- **PASSAGE SHOWN**
**********

(just to clarify I wasn’t actually calling you a lying liar. I agree with your thoughts and just found it hilarious someone made an account to call you a “blatant liar” for quoting an article instead of driving through Fresno.)
Fresno? No one goes to Fresno anymore.
i think everyone got that, except maybe the newly registered troll
I thought so, but Twig was still defending herself there, and god knows she’s taken enough flak from me over the fact that she likes to drive cars for no stupid reason.
Maybe the moral of this thread is that AOC doesn’t exist properly as a person at all, but is instead just an Icon reflecting our fears, desires, and sarcasm.
Do you have estimates on Thorium btw?
Afaik, the main problem nuclear is expense. The last (only) nuclear power plants to come to the US are the Vogtle reactors in Georgia, at $30 billion for a couple GW, which just a lot of money, by any standard.

**********

- **DATASET EXTRACT**

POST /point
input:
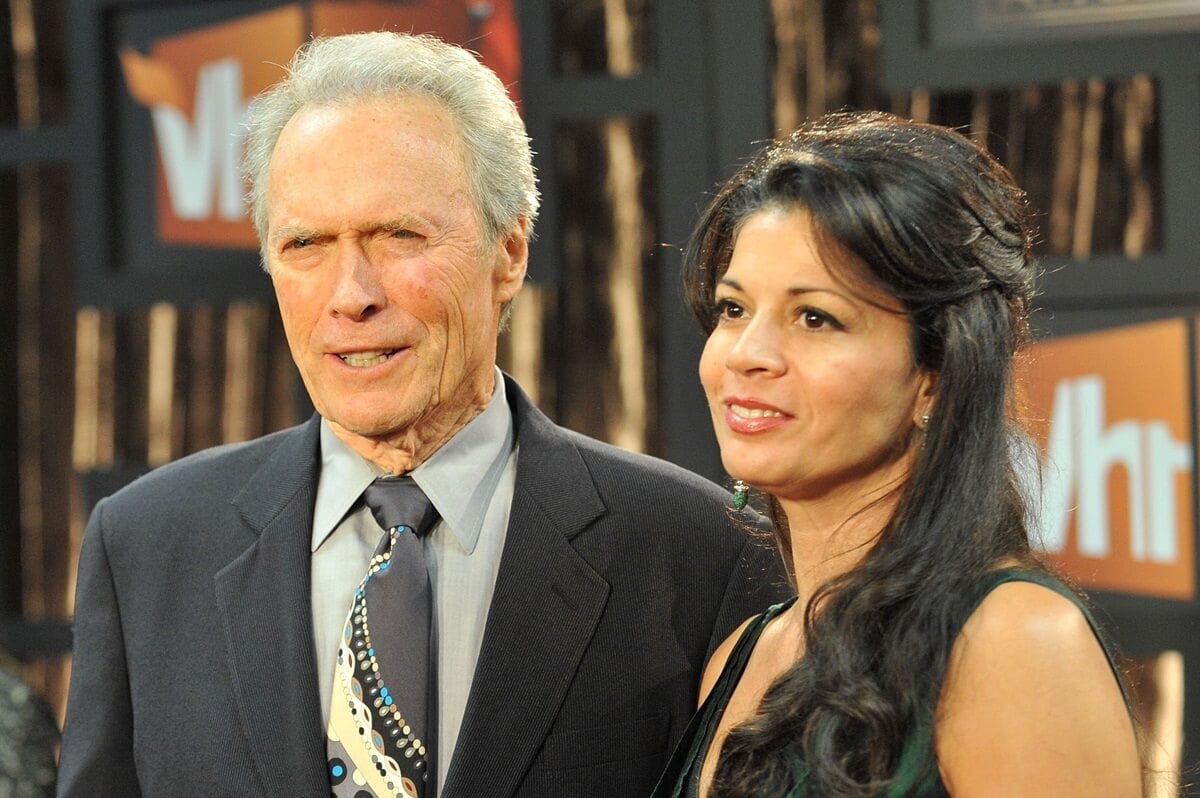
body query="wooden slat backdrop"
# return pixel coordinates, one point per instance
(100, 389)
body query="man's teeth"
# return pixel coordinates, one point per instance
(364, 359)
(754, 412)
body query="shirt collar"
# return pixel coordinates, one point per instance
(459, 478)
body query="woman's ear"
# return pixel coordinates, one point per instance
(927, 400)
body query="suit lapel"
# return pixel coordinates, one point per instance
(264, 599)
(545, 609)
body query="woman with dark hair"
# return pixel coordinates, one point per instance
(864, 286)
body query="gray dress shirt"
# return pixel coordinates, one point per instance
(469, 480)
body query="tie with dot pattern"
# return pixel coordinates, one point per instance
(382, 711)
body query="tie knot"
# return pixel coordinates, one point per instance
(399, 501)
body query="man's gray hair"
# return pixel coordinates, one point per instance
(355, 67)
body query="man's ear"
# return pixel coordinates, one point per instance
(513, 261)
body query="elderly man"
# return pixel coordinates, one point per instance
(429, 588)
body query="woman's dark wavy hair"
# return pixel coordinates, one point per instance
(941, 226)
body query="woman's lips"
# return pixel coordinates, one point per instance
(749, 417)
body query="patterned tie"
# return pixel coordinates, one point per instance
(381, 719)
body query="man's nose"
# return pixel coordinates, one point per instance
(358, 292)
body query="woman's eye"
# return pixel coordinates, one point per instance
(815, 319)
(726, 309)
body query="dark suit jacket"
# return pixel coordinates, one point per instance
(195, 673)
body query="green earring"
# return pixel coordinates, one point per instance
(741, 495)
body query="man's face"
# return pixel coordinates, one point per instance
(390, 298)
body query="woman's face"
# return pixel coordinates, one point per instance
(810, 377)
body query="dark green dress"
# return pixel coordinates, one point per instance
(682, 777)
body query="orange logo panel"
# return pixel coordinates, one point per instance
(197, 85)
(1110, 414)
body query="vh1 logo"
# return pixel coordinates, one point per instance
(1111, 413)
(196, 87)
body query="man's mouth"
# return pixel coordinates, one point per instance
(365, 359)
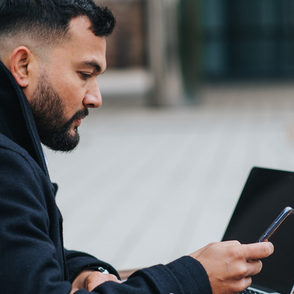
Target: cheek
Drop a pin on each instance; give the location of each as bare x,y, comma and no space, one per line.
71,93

**********

- **GOAL OF THE EXERCISE**
For each statement below, say whether it agrees with the thread, answering yes or no and quoting the deciding words. 1. The Vogtle reactors are located in Georgia. 2. Someone made an account to call a poster a "blatant liar." 3. The Vogtle reactors cost $3 billion. The data is not needed for this.

- **REPLY TO THE EXERCISE**
1. Yes: "the Vogtle reactors in Georgia"
2. Yes: "someone made an account to call you a “blatant liar”"
3. No: "at $30 billion for a couple GW"